DIRECTIONS FOR THIS TASK >> Reproduce the following data line for line, leaving out the pictures.

★ ★ ★

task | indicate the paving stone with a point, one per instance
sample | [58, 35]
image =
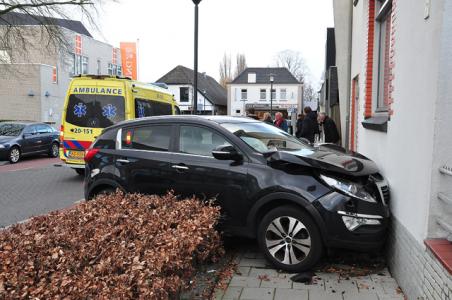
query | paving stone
[244, 281]
[323, 295]
[252, 262]
[360, 296]
[257, 294]
[291, 294]
[302, 286]
[232, 293]
[277, 283]
[243, 271]
[256, 272]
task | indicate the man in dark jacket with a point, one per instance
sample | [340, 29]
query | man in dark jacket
[309, 127]
[329, 129]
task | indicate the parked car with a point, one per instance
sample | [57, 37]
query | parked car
[19, 139]
[294, 198]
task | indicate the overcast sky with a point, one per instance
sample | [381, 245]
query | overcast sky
[257, 28]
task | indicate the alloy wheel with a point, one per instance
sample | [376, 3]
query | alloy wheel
[288, 240]
[55, 150]
[14, 155]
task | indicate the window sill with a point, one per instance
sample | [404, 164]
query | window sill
[442, 250]
[377, 123]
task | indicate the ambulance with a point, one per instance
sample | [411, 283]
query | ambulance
[96, 102]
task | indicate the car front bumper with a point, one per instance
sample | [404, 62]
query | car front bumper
[367, 222]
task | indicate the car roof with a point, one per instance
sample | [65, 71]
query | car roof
[21, 122]
[185, 118]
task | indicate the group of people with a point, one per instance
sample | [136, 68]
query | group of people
[309, 125]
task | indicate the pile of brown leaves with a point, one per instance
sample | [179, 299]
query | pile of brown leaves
[118, 246]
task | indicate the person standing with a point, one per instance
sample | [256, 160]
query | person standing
[267, 118]
[329, 128]
[280, 122]
[309, 127]
[299, 125]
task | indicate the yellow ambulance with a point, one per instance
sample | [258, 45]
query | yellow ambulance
[96, 102]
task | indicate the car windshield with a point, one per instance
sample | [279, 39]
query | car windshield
[11, 129]
[265, 138]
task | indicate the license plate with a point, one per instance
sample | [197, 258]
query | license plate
[76, 154]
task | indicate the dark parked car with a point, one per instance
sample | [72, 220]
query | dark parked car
[294, 198]
[19, 139]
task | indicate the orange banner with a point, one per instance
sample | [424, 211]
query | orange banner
[129, 59]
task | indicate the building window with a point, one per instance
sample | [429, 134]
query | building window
[384, 46]
[283, 94]
[184, 94]
[84, 66]
[273, 94]
[244, 94]
[263, 94]
[54, 75]
[5, 58]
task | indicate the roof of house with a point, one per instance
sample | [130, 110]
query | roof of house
[183, 75]
[18, 19]
[281, 76]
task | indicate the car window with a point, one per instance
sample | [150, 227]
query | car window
[155, 138]
[199, 141]
[147, 108]
[43, 129]
[32, 129]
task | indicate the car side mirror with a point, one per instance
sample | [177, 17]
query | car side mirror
[226, 153]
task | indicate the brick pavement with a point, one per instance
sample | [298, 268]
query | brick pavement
[255, 279]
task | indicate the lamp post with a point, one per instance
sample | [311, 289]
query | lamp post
[195, 75]
[272, 79]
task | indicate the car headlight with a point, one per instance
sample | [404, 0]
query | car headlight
[349, 188]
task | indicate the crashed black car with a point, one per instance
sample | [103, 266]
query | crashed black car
[294, 198]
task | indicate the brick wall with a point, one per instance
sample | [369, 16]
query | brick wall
[416, 270]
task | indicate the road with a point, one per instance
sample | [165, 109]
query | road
[34, 187]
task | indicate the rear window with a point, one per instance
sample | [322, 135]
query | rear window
[148, 108]
[153, 137]
[96, 111]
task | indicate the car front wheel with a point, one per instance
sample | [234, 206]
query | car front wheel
[14, 155]
[290, 239]
[54, 150]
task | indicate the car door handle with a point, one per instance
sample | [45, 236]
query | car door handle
[180, 167]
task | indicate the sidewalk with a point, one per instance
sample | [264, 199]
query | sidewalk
[256, 280]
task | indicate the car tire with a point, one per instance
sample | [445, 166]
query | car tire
[290, 239]
[54, 150]
[80, 172]
[14, 154]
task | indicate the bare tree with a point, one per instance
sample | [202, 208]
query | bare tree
[225, 70]
[240, 64]
[294, 62]
[16, 40]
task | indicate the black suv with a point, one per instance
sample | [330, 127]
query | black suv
[295, 198]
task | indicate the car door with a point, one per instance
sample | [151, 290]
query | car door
[197, 172]
[144, 157]
[44, 133]
[31, 141]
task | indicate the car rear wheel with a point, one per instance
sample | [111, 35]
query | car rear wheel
[14, 155]
[80, 172]
[54, 150]
[290, 239]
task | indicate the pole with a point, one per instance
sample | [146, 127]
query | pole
[195, 75]
[271, 99]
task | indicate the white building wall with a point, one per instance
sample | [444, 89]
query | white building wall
[293, 98]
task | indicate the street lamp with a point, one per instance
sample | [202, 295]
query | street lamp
[272, 79]
[195, 75]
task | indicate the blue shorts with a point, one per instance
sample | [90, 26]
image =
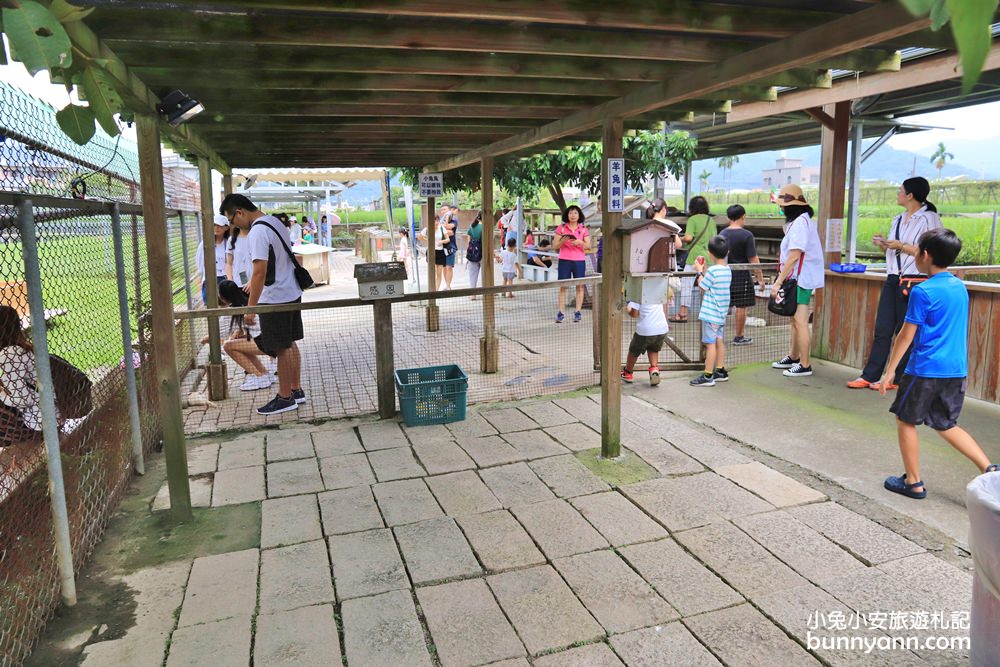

★ ★ ★

WRITTEN ANSWER >>
task | indicate the paving stone with a point, one per instance
sample | [58, 35]
image =
query | paving stone
[244, 281]
[323, 295]
[252, 262]
[360, 296]
[257, 294]
[291, 294]
[302, 286]
[232, 293]
[277, 283]
[243, 271]
[256, 272]
task | indicate the man in dark jacket with a point, one per instance
sample | [340, 29]
query | man in dark jacket
[309, 127]
[329, 129]
task | indicate the parked car with a point, one per instance
sample | [57, 37]
query | parked car
[19, 139]
[294, 198]
task | indicate the overcast sky with a point, one per instance
sample | [381, 245]
query | overcast sky
[257, 28]
task | indicate the alloy wheel with a point, one per instance
sample | [376, 3]
query | alloy wheel
[288, 240]
[55, 150]
[14, 155]
task | indicate the window sill with a point, one per instance
sample | [404, 164]
query | window sill
[442, 250]
[377, 123]
task | indicate the ambulance with a point, one per instance
sample | [411, 283]
query | ambulance
[96, 102]
task | indicate the car front bumper with a point, one per instance
sample | [404, 62]
query | car front bumper
[367, 222]
task | indicate the car roof with a point, one per instance
sample | [65, 71]
query | car roof
[21, 122]
[185, 118]
task | indicate the group of people with a point, one per instance
sample | [136, 68]
query | group of people
[309, 125]
task | indicate the pile of brown leaves with a point, one per instance
sample | [179, 299]
query | pile of brown leaves
[118, 246]
task | indicate the person standing with a point, one per instance
sample | [256, 160]
query | person standing
[267, 118]
[329, 128]
[280, 122]
[309, 127]
[299, 125]
task | indicate the yellow ambulance with a point, one per instance
sample | [258, 45]
query | yellow ambulance
[96, 102]
task | indicate the car windshield with a point, one per instance
sample | [279, 39]
query | car windshield
[11, 129]
[265, 138]
task | indicate the license plate with a point, one per instance
sample | [197, 258]
query | license plate
[76, 154]
task | indicate the dark parked car with a point, one per instance
sample | [72, 220]
query | dark parked car
[294, 198]
[19, 139]
task | indicate the orange banner with a point, one per instance
sample | [424, 211]
query | orange banner
[129, 59]
task | indicate the building window with a point, one per instance
sample | [429, 134]
query | building window
[384, 46]
[283, 94]
[184, 94]
[84, 66]
[273, 94]
[244, 94]
[263, 94]
[54, 75]
[5, 58]
task | indicate the roof of house with a point, one per instance
sample | [130, 110]
query | roof of house
[183, 75]
[18, 19]
[281, 76]
task | indicate the car window with a point, one per instance
sample | [150, 227]
query | car window
[155, 138]
[199, 141]
[147, 108]
[43, 129]
[32, 129]
task | indicate the car side mirror with a point, one per instance
sample | [177, 17]
query | car side mirror
[226, 153]
task | indicate the brick pavement with a point, one per instance
sample | [298, 268]
query | brick pavement
[255, 279]
task | indicate the lamp post with a point, one per instance
sample | [311, 289]
query | lamp post
[195, 75]
[272, 79]
task | indicate the car headlight with a point, one per instance
sample | [404, 0]
query | car headlight
[349, 188]
task | indicate the crashed black car with a point, one per instance
sample | [103, 266]
query | crashed black car
[294, 198]
task | indicate the brick wall with a point, one per instance
sample | [369, 16]
query | brick wall
[416, 270]
task | indicate the road with a point, one per instance
sample | [165, 109]
query | road
[34, 187]
task | indicate the rear window with a point, one per instance
sample | [322, 135]
query | rear window
[148, 108]
[153, 137]
[96, 111]
task | indicate the car front wheel with a point, one per instance
sample | [234, 206]
query | car front wheel
[14, 155]
[290, 239]
[54, 150]
task | indicate the car door handle with a point, one per instance
sample | [45, 236]
query | car door handle
[180, 167]
task | indicate the sidewalk with a point, one per instance
sample | [264, 199]
query | sidewalk
[256, 280]
task | indicate the car tire with a point, one per instance
sample | [445, 166]
query | car tire
[290, 239]
[54, 150]
[80, 172]
[14, 154]
task | indicate the bare tree with a point, one per instance
sample | [202, 208]
query | bare tree
[225, 70]
[240, 64]
[294, 62]
[16, 40]
task | indicate the black suv with a point, one per instance
sample | [330, 127]
query | black suv
[295, 198]
task | indicate the car door with a point, one per instance
sample | [151, 290]
query | car door
[197, 172]
[144, 157]
[44, 133]
[31, 141]
task | indicate the car rear wheel with a point, one per instance
sample | [111, 35]
query | car rear wheel
[14, 155]
[80, 172]
[54, 150]
[290, 239]
task | indicate the pole with a point, one per instance
sample | [146, 127]
query | pole
[195, 75]
[271, 99]
task | indicate the white building wall with a point, one per instance
sample | [444, 89]
query | white building wall
[293, 98]
task | indicate the street lamp with a point, one per instance
sample | [202, 295]
query | street lamp
[272, 79]
[195, 75]
task | indicate the blue shorts with a point, one per instance
sample | [90, 26]
image =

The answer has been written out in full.